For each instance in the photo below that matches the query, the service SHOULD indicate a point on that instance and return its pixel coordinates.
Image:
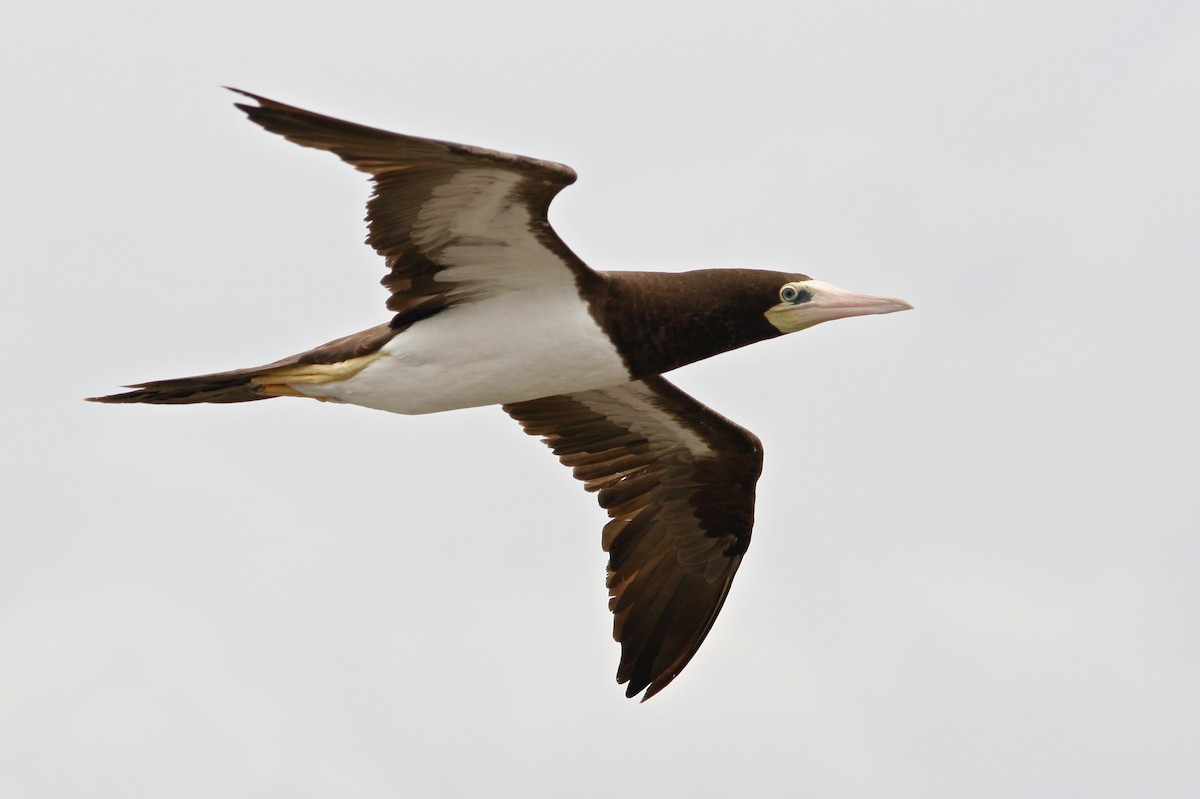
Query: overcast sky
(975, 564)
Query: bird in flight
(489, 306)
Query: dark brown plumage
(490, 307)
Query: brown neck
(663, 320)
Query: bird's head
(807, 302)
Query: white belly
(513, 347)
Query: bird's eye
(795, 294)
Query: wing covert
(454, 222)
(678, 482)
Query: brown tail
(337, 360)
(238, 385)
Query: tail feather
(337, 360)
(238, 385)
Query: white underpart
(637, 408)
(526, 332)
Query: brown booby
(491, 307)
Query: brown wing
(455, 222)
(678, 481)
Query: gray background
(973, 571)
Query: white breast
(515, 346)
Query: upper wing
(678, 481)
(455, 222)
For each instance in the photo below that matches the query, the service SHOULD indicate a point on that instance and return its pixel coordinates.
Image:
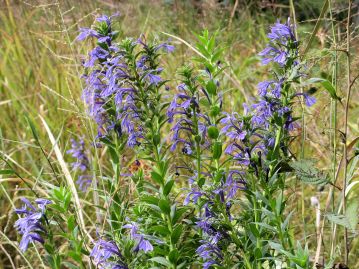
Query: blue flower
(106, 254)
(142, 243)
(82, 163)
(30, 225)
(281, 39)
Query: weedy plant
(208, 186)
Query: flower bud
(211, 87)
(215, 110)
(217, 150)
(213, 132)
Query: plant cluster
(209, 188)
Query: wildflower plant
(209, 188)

» TASK TO CARRY OUT: Write the listing out exactly, apart from its pictures.

» SOLUTION:
For each instance in the photo below that matches the query, the service SHOULD indicate a point on that instance and return its pixel coordinates.
Image:
Query: overcast sky
(975, 564)
Query: bird in flight
(489, 306)
Query: dark brown plumage
(490, 307)
Query: brown neck
(663, 320)
Query: bird's head
(807, 302)
Query: white belly
(513, 347)
Query: bird's eye
(795, 294)
Query: wing covert
(454, 222)
(678, 482)
Query: brown tail
(337, 360)
(238, 385)
Query: tail feather
(337, 360)
(238, 385)
Query: white underpart
(637, 408)
(526, 332)
Query: brown booby
(491, 307)
Query: brown wing
(455, 222)
(678, 481)
Query: gray background
(973, 571)
Query: white breast
(515, 346)
Query: upper wing
(678, 481)
(455, 222)
For each instance in the photo below that matches the query, the service SHOULD indicate a point on that instance and return its pixel coordinates.
Image:
Query: blue flower
(106, 254)
(142, 243)
(82, 163)
(30, 225)
(281, 39)
Query: weedy plant
(208, 186)
Query: flower bud
(211, 87)
(215, 110)
(217, 150)
(213, 132)
Query: plant cluster
(209, 188)
Query: wildflower plant
(209, 188)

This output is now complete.